-- ABOUT THIS EXERCISE --
In the listing that follows, count every line holding the word "window" and give only the count.
|---|
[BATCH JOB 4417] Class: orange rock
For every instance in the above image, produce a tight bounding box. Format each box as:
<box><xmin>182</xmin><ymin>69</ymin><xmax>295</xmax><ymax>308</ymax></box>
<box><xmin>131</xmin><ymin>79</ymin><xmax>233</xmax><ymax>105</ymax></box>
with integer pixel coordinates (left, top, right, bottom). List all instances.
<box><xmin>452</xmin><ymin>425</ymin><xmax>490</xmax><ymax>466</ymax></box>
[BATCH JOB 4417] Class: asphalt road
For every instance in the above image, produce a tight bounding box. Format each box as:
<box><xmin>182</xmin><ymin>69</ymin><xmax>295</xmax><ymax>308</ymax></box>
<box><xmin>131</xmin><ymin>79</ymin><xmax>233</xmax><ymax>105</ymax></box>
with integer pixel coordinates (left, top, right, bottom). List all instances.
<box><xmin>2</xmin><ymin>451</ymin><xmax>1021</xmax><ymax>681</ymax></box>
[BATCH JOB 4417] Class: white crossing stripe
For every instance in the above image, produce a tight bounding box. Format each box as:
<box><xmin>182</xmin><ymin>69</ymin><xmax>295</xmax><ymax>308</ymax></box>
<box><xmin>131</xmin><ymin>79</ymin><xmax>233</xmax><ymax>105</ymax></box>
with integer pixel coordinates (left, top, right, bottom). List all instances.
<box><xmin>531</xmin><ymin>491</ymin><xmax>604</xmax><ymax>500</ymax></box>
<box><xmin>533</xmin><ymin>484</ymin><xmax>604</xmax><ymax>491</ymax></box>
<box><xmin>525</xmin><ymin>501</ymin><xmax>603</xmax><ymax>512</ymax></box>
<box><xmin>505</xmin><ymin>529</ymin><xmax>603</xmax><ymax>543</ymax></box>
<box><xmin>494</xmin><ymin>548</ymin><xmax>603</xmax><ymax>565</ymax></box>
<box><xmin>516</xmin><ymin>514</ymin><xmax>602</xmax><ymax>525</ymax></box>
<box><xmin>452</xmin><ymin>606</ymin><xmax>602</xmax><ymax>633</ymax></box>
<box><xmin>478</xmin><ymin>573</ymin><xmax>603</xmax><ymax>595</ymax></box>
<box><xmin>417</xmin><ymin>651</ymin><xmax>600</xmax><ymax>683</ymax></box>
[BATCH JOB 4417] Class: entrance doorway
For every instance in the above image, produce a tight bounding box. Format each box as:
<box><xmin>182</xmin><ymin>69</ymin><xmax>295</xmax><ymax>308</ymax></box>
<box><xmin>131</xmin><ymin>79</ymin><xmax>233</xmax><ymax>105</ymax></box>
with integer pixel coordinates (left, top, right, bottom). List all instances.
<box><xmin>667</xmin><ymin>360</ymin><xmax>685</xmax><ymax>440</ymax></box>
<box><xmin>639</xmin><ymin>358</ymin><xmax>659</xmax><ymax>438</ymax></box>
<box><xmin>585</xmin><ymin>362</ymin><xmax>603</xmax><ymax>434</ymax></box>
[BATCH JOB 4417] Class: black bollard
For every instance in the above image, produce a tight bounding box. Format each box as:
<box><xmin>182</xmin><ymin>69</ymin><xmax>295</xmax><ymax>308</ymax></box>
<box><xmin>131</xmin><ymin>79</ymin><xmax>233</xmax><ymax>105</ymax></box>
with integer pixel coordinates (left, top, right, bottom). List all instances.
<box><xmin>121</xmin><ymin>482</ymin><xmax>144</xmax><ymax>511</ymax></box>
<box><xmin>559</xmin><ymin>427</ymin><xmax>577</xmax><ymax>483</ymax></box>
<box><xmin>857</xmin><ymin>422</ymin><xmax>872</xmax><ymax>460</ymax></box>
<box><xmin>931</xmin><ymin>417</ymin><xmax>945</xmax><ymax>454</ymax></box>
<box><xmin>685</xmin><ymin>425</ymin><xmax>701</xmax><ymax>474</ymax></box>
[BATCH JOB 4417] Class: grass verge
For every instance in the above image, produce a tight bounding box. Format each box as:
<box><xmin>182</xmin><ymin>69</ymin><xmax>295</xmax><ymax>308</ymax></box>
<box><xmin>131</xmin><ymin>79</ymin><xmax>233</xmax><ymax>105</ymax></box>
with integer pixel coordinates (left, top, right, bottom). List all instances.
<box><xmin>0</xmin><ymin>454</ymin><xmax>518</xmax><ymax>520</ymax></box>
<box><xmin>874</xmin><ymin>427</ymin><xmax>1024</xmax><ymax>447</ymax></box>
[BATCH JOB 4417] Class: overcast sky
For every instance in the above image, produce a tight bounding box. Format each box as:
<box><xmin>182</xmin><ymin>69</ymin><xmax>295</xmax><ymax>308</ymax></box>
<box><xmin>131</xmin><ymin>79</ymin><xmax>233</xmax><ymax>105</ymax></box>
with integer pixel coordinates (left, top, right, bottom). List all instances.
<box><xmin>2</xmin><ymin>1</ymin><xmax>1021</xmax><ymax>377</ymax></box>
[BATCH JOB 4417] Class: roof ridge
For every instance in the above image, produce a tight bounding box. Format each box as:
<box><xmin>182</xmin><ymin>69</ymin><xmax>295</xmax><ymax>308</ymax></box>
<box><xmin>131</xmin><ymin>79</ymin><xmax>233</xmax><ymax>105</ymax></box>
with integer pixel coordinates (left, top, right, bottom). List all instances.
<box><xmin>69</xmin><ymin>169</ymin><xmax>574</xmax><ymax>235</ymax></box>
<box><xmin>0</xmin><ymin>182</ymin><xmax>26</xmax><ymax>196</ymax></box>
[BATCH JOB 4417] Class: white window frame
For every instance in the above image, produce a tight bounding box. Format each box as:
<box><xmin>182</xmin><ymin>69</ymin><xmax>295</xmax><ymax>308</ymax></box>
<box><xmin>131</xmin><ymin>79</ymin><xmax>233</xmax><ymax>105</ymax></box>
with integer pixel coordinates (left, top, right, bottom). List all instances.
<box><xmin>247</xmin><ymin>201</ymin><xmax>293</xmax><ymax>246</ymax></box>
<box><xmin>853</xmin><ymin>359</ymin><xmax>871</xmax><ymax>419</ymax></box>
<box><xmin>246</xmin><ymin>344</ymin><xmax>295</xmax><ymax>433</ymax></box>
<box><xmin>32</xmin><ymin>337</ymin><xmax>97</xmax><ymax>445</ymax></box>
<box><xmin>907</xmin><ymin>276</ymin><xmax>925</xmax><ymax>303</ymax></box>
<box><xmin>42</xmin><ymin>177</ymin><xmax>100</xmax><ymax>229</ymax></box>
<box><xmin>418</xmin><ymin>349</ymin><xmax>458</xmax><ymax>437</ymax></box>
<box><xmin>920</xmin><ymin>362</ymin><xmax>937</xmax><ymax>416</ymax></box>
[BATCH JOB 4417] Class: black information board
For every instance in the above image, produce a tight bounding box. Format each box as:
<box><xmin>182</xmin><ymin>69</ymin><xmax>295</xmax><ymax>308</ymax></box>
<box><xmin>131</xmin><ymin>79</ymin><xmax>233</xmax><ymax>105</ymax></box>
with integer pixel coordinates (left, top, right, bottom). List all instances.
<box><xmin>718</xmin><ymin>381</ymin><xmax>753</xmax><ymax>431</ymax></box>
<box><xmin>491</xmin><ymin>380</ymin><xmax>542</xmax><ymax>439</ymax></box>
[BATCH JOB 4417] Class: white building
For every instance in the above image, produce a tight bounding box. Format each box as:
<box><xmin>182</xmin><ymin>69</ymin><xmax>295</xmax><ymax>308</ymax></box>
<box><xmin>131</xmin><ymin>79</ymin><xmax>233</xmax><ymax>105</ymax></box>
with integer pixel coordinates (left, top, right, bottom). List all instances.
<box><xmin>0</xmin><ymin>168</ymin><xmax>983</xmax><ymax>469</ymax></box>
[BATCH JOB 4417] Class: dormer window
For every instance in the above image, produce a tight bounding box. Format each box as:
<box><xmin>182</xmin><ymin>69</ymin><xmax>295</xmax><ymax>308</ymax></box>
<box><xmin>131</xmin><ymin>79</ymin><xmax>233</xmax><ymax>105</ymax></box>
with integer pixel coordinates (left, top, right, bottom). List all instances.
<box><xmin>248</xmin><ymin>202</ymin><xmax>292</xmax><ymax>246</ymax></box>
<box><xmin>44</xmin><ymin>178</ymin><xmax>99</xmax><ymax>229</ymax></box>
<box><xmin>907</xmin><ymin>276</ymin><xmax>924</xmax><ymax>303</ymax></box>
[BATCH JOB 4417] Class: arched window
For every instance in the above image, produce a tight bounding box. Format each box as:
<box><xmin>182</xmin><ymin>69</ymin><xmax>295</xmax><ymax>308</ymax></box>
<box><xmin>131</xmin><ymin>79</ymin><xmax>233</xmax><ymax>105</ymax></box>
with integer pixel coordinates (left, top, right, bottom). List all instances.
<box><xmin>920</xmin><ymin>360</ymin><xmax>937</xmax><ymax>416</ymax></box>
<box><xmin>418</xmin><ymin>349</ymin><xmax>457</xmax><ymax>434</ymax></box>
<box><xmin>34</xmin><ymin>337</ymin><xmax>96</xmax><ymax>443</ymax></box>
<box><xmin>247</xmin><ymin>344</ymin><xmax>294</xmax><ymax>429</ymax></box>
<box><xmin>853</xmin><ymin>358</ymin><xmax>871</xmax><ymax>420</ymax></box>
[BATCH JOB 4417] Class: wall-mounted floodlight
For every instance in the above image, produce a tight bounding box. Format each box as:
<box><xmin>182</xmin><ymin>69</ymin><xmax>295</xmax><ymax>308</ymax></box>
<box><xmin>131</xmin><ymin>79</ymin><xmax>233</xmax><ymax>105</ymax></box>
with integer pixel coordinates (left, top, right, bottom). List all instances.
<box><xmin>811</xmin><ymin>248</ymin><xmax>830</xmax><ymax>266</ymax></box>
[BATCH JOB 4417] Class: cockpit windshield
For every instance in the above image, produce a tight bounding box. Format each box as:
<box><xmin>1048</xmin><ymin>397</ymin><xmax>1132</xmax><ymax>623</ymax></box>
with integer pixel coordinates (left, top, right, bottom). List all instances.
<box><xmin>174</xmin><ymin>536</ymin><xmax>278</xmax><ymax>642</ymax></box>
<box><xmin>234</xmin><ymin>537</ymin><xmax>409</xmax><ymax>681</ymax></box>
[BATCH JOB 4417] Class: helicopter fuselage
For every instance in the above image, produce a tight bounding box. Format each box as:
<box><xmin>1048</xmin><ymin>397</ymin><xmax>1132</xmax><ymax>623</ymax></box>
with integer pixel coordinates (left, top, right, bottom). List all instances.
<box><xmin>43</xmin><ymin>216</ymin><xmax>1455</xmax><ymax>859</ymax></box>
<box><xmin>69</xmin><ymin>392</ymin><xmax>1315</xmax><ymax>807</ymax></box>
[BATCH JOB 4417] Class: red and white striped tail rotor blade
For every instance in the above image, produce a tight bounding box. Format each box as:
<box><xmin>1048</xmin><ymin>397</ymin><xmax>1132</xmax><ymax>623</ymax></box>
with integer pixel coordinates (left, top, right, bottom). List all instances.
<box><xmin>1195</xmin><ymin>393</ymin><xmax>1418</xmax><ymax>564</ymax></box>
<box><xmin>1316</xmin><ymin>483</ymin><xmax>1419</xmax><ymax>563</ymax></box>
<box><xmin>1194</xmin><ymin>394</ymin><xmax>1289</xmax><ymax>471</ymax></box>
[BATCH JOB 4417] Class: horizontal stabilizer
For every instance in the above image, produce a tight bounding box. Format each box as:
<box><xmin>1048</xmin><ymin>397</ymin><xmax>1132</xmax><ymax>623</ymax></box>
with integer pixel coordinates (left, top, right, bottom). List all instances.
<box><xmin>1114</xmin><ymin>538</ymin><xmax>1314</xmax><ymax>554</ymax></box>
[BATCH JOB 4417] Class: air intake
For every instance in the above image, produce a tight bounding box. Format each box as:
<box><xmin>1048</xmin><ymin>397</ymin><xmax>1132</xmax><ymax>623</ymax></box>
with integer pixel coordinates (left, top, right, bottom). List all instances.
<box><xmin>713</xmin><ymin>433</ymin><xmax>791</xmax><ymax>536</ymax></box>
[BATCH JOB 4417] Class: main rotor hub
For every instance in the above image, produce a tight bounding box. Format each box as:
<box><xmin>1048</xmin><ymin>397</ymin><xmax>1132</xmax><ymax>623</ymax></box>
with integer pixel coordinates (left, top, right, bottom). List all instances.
|---|
-- THE COMPLETED TASK --
3